Given task 1 →
In the records, take the stretch from the line containing "Please locate the tall" through the line containing "column 373, row 209", and lay those lines out as a JSON list of strings with one string per line and no blank lines.

Document →
— start —

Multi-stage fanning pipeline using Ray: Queues + Actors vs. Workflows

I have built a multi-stage pipeline using Ray. The first stage takes a single input from the calling process and generates N inputs. The next stage consumes those N inputs and returns their results to the original calling process.

I have implemented this using Ray Actors and Queues. Here is a toy example with trivial computation:

import ray
from ray.util.queue import Queue

num_queue = Queue(maxsize=100)
str_queue = Queue(maxsize=100)
out_queue = Queue(maxsize=100)


@ray.remote
def append_a(get_queue: Queue, put_queue: Queue):
    while num := get_queue.get(block=True):
        print(f"got work {num}")
        put_queue.put(f"{num}a")


@ray.remote
def append_b(get_queue: Queue, put_queue: Queue):
    while num_str := get_queue.get(block=True):
        print(f"got work {num_str}")
        for i in range(3):
            put_queue.put(f"{num_str}{i}b")


# create two workers for each stage
for _ in range(2):
    append_a.remote(num_queue, str_queue)
    append_b.remote(str_queue, out_queue)


# submit to queue
for i in range(10):
    num_queue.put(str(i))


# retrieve results
for i in range(10*3):
    print(out_queue.get())

Using Queues and Actors does work, but if feels fragile/awkward:

  1. Queue capacity and actor state are not easily monitorable via the Ray dashboard.

— end —

Data provided →
— start —

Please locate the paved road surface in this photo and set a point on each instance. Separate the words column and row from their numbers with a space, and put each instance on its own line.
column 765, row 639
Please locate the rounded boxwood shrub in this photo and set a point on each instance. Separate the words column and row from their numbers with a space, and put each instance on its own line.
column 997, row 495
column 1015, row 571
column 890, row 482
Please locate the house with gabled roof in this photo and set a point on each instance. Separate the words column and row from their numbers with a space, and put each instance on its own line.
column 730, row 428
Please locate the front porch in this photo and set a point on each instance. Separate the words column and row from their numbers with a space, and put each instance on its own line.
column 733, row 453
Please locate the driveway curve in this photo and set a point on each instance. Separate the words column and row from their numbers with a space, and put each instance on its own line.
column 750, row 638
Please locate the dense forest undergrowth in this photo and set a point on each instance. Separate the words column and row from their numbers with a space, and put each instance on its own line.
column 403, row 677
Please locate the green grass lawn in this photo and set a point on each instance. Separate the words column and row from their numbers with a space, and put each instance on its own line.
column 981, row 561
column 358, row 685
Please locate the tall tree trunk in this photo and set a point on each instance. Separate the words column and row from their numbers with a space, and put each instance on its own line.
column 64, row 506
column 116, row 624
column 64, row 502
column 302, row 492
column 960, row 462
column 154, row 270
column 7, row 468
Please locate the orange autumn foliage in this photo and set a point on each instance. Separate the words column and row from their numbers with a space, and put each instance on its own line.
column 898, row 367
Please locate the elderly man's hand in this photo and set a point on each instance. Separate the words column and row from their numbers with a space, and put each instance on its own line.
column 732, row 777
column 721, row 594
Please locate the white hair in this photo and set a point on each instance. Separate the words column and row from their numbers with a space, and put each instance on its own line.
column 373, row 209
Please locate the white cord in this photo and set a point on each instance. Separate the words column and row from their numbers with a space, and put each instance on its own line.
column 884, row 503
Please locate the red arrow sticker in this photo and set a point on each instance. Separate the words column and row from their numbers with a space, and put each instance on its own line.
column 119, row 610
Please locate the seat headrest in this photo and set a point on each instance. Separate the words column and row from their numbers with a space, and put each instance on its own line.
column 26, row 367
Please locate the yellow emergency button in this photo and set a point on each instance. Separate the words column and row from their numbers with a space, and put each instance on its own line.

— end —

Given task 2 →
Proceed with the Ray pipeline post from the point where it stops.

Reply 1 →
[
  "Please locate the tall tree trunk in this photo and set a point on each instance. Separate the words column and row from their numbers with a space, and put each instance on its own line.",
  "column 64, row 506",
  "column 116, row 624",
  "column 64, row 502",
  "column 302, row 492",
  "column 960, row 462",
  "column 154, row 270",
  "column 7, row 468",
  "Please locate the orange autumn foliage in this photo and set a point on each instance. Separate the words column and row from their numbers with a space, and put each instance on its own line.",
  "column 898, row 367",
  "Please locate the elderly man's hand in this photo and set a point on each instance. Separate the words column and row from their numbers with a space, and put each instance on its own line.",
  "column 732, row 777",
  "column 721, row 594",
  "Please locate the white hair in this photo and set a point on each instance. Separate the words column and row from their numbers with a space, and put each instance on its own line.",
  "column 373, row 209"
]

Reply 2 →
  2. Manually creating actors prevents Ray from auto-scaling in response to queue pressure.
  3. If an actor fails, it’s difficult for the original calling process to respond accordingly. Instead, my original calling process can get stuck waiting at out_queue.get()

Is there some other way to accomplish persistent actor/consumer which automatically scales? Is this the use-case for Ray Workflows, which is still in alpha? Should I be using Ray in combination with AirFlow instead?

cc @yic can you answer this question?

For this kind of streaming topology, you can try Dataset Pipelines — Ray v1.9.2

It would look something like this

def source():
    for i in range(100):
        yield ray.data.from_items(["input", "items", "for", "batch"])

pipe = DatasetPipeline.from_iterable(source) \
    .map(append_a) \
    .map(append_b) \

for output in pipe.iter_rows():
    print(output)

It even handles more complicated pipelines!

import ray

def prepend_a(val):
    # somehow only called once!
    print("a", val)
    return f"a{val}"

def append_b(val):
    return f"{val}b"

def append_c(val):
    return f"{val}c"


data = ray.data.from_items([str(i) for i in range(10)])

a_appended = data.map(prepend_a)
final_b = a_appended.map(append_b)
final_c = a_appended.map(append_c)

for bb, cc in zip(final_b.iter_rows(), final_c.iter_rows()):
    print(bb, cc)